Directive =>
List each line of the listing below that contains the string "cactus", copying every such line in full. The match is case-sensitive.

— START —

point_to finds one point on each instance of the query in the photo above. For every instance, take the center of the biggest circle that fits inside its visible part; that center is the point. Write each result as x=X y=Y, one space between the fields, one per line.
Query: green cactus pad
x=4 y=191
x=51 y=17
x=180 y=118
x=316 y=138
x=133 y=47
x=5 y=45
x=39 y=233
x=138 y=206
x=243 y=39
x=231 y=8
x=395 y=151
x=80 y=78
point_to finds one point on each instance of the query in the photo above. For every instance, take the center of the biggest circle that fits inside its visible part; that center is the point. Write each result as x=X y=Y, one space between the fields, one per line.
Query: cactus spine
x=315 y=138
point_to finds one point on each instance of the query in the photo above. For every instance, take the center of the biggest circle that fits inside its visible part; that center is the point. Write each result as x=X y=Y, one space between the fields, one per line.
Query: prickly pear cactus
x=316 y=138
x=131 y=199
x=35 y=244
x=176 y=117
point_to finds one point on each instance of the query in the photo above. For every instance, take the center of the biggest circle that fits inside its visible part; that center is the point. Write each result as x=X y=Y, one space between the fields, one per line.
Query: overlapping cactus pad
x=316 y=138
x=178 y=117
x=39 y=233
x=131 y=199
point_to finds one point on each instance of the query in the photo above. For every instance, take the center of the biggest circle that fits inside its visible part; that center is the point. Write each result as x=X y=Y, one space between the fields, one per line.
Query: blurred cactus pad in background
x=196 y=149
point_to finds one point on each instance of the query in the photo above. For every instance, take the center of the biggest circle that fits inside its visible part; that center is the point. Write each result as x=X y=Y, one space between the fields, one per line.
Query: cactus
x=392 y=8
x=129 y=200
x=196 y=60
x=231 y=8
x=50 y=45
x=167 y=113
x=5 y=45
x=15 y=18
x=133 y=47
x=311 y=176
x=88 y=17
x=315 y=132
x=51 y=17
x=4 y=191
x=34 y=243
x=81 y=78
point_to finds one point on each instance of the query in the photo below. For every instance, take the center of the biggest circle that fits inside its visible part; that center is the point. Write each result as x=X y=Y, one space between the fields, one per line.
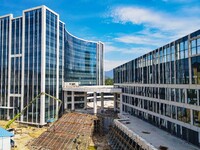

— END —

Result for this task =>
Query: green cactus pad
Query: cactus spine
Query: prickly pear cactus
Query: overlapping cactus pad
Query: blurred cactus pad in background
Query: cactus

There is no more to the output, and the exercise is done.